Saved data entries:
════

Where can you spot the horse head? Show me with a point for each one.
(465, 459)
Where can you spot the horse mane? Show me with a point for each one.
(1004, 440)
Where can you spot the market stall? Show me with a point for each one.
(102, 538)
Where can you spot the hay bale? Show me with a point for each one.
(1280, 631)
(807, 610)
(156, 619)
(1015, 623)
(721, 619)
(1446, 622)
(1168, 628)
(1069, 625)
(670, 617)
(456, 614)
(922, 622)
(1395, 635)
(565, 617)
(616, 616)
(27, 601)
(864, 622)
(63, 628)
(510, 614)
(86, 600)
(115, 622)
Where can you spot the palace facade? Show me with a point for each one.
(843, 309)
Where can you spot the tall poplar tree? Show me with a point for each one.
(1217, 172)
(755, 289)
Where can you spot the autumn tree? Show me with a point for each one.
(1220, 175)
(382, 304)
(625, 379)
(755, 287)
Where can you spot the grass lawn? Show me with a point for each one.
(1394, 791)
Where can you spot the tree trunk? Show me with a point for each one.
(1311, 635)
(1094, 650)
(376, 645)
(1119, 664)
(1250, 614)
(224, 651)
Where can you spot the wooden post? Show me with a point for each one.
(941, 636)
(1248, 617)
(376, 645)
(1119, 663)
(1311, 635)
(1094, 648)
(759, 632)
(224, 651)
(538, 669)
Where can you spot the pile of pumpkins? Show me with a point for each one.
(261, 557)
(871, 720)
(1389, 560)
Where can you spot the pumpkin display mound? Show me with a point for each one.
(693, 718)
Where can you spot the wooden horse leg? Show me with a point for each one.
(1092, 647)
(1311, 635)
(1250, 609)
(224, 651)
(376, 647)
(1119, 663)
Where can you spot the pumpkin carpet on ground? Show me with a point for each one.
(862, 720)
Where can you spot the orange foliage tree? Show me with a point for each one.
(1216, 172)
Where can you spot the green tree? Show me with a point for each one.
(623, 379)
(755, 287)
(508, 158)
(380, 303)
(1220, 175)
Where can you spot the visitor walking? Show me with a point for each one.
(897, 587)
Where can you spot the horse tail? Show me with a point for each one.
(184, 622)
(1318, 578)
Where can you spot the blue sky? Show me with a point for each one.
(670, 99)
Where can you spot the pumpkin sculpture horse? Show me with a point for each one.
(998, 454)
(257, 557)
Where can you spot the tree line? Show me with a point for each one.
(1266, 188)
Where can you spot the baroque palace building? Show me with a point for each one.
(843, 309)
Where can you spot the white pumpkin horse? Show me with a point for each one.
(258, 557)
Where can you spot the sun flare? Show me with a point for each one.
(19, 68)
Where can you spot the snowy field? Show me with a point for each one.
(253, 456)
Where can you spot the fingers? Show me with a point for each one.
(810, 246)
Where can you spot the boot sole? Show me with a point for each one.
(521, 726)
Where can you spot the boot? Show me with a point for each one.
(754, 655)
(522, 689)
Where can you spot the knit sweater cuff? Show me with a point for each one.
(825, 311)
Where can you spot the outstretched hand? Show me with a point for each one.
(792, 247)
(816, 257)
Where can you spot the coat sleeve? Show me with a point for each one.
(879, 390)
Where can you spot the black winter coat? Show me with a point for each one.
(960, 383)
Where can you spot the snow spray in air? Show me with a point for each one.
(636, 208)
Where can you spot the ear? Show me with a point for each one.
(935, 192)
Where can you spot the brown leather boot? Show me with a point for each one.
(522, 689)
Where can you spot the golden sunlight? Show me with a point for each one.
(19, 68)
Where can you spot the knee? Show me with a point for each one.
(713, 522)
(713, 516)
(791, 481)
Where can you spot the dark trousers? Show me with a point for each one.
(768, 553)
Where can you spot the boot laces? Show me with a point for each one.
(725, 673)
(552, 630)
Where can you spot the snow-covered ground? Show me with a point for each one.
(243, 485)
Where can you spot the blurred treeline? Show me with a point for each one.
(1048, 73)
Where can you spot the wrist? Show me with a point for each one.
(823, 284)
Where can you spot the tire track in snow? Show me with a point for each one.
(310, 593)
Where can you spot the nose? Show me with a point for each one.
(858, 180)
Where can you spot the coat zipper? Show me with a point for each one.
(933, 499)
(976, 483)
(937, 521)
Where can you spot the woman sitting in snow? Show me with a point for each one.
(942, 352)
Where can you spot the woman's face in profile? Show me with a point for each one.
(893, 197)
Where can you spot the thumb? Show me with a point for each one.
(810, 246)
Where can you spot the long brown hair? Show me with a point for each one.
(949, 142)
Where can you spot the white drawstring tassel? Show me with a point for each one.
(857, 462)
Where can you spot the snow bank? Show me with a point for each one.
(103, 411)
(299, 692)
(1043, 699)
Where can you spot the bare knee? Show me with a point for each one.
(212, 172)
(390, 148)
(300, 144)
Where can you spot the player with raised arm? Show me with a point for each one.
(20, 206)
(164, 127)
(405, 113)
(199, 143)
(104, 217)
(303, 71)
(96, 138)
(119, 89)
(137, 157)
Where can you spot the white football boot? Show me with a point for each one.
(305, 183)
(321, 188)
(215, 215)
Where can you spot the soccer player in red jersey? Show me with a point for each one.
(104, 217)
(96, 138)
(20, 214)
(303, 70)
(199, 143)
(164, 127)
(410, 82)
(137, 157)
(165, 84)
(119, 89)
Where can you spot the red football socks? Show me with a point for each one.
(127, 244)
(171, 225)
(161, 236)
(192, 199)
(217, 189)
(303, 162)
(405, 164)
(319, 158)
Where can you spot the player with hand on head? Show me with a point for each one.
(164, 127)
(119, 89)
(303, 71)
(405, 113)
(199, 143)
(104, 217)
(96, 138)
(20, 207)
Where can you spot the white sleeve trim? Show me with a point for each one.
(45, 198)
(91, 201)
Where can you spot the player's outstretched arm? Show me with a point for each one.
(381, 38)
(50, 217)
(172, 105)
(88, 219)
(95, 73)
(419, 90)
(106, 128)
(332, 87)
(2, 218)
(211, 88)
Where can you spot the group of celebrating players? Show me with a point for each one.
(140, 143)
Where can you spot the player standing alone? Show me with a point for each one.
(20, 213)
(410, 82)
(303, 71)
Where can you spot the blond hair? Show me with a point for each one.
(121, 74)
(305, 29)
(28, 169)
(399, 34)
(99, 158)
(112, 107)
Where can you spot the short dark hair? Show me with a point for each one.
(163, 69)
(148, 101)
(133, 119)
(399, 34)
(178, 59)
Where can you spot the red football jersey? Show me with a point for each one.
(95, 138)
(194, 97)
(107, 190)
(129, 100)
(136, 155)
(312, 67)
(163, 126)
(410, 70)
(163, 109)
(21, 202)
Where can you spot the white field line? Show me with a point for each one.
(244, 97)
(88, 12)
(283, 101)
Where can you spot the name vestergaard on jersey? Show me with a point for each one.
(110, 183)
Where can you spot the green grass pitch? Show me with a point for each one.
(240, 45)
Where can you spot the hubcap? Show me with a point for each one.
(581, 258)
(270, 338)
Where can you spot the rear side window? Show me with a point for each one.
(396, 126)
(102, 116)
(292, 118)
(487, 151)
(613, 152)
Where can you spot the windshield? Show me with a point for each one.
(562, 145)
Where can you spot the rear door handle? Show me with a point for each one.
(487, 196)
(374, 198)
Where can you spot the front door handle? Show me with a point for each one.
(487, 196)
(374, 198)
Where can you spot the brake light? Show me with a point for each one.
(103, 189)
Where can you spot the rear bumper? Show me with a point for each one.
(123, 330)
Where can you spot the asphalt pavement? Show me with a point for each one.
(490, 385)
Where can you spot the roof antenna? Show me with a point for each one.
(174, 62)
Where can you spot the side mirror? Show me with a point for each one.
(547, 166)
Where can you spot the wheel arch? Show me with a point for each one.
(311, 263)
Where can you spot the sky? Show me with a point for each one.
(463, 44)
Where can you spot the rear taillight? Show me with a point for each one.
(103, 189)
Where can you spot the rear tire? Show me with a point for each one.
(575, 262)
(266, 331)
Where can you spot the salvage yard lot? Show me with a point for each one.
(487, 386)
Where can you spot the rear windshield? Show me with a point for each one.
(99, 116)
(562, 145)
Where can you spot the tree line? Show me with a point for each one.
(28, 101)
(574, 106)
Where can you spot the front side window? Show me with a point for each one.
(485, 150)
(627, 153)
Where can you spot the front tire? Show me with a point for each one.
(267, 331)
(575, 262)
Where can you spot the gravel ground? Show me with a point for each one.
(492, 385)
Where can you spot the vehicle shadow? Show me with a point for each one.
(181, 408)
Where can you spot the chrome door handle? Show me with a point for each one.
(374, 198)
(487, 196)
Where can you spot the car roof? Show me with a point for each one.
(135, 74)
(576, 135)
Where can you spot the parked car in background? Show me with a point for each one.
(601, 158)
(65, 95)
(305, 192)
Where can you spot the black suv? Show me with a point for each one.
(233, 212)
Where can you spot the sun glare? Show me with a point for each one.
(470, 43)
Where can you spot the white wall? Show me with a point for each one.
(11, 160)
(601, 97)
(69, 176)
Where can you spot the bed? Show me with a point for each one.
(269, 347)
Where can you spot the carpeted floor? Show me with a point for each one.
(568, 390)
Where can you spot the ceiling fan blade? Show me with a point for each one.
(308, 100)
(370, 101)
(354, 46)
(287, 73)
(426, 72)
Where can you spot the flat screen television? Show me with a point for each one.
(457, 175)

════

▶ [Written instruction]:
Write out exactly the lines starting with the one that holds "Where can you spot the vehicle" and running through the last line above.

▶ [Solution for this exercise]:
Where can you spot the vehicle shadow? Show me with a point for each one.
(181, 408)
Where can you spot the chrome door handle? Show me with a point for each one.
(374, 198)
(487, 196)
Where can you spot the car roof? Show me with a point for each one.
(135, 74)
(576, 135)
Where can you spot the parked car in background? Show me with a point for each one.
(601, 158)
(65, 95)
(305, 192)
Where can you spot the black suv? Show me with a point for each one.
(233, 212)
Where can you spot the sun glare? Show me with a point for each one.
(470, 43)
Where can you spot the white wall? Show me with a point for each one.
(11, 160)
(601, 97)
(69, 176)
Where can you spot the bed? Show me with a point for each one.
(269, 347)
Where can you spot the carpeted floor? Show me with a point for each one.
(568, 390)
Where can you spot the ceiling fan blade? Show me with a point for each one.
(308, 100)
(370, 101)
(354, 46)
(287, 73)
(426, 72)
Where can you spot the flat screen television? Show me with a point for each one.
(457, 175)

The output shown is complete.